Work to complete:
Copy the lines below exactly. No picture goes into the copy.

____ Data for review

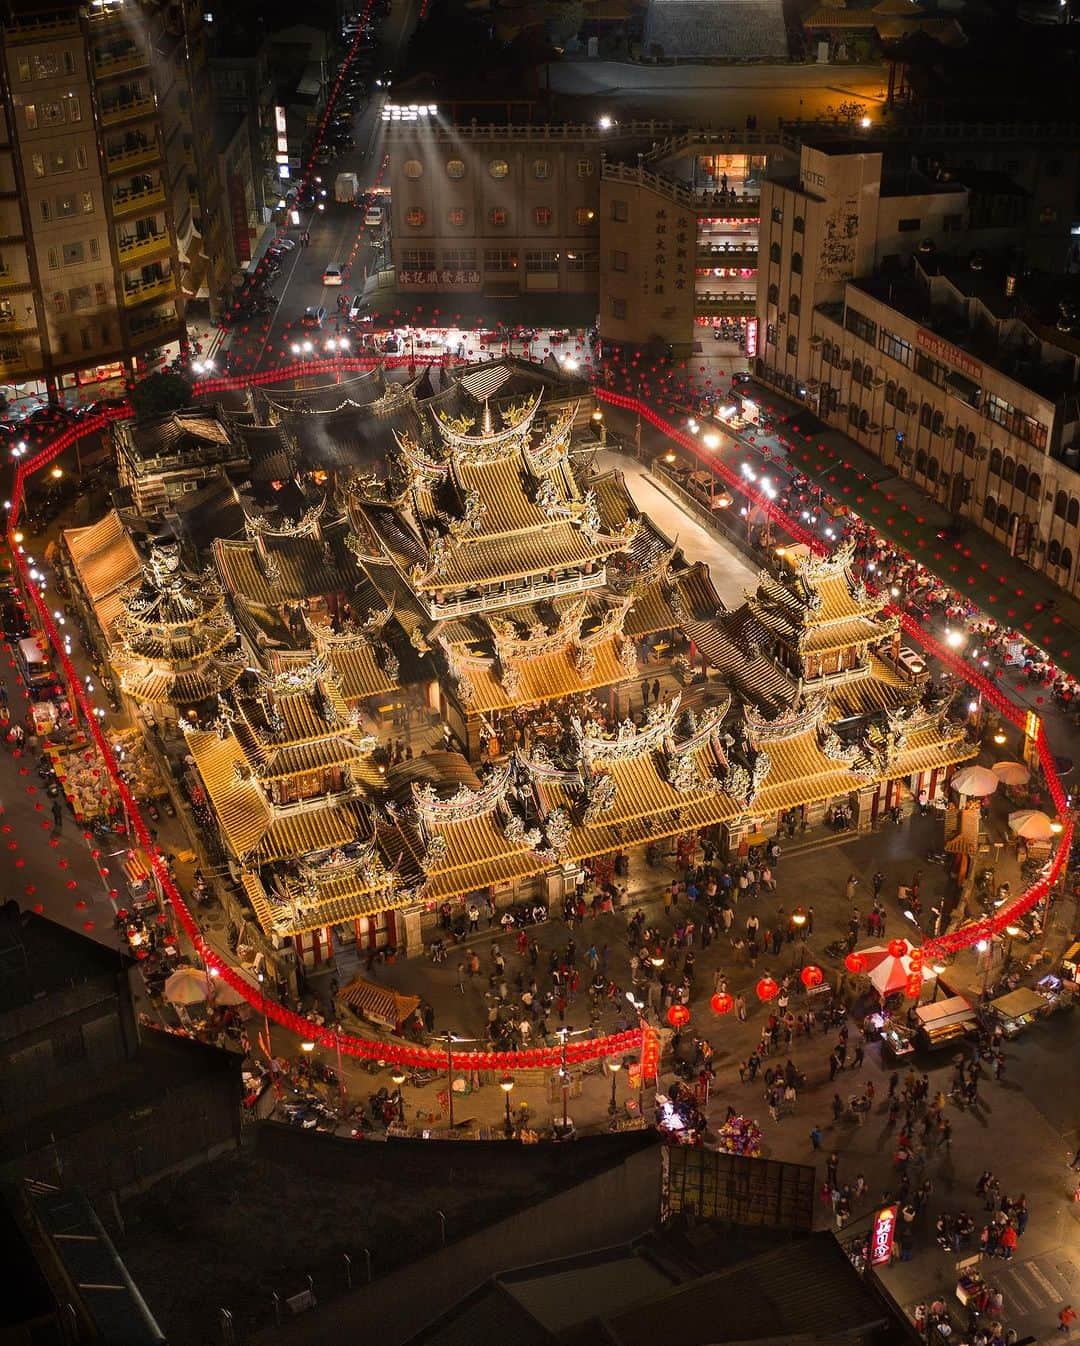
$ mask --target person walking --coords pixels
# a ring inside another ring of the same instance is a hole
[[[1072,1331],[1072,1325],[1076,1321],[1076,1310],[1071,1304],[1065,1304],[1058,1310],[1058,1331],[1064,1332],[1066,1336]]]
[[[64,810],[59,799],[54,799],[52,802],[52,816],[54,830],[62,832],[64,830]]]
[[[825,1161],[825,1181],[829,1184],[830,1187],[837,1187],[839,1185],[836,1180],[836,1175],[837,1172],[839,1171],[839,1168],[840,1168],[839,1152],[836,1150],[831,1150],[829,1152],[828,1159],[826,1159]]]
[[[821,1149],[821,1128],[818,1126],[810,1128],[810,1148],[813,1150]]]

________

Task result:
$ mask --target person walking --coords pixels
# a ring inside another ring of the same instance is a hole
[[[1072,1331],[1072,1325],[1076,1321],[1076,1310],[1071,1304],[1065,1304],[1058,1310],[1058,1331],[1064,1332],[1066,1336]]]
[[[64,810],[59,799],[54,799],[52,802],[52,816],[54,830],[62,832],[64,830]]]
[[[825,1161],[825,1181],[829,1184],[830,1187],[837,1187],[839,1185],[836,1180],[836,1175],[837,1172],[839,1171],[839,1168],[840,1168],[839,1152],[836,1150],[831,1150],[829,1152],[828,1159],[826,1159]]]
[[[821,1149],[821,1128],[818,1126],[810,1128],[810,1148],[813,1150]]]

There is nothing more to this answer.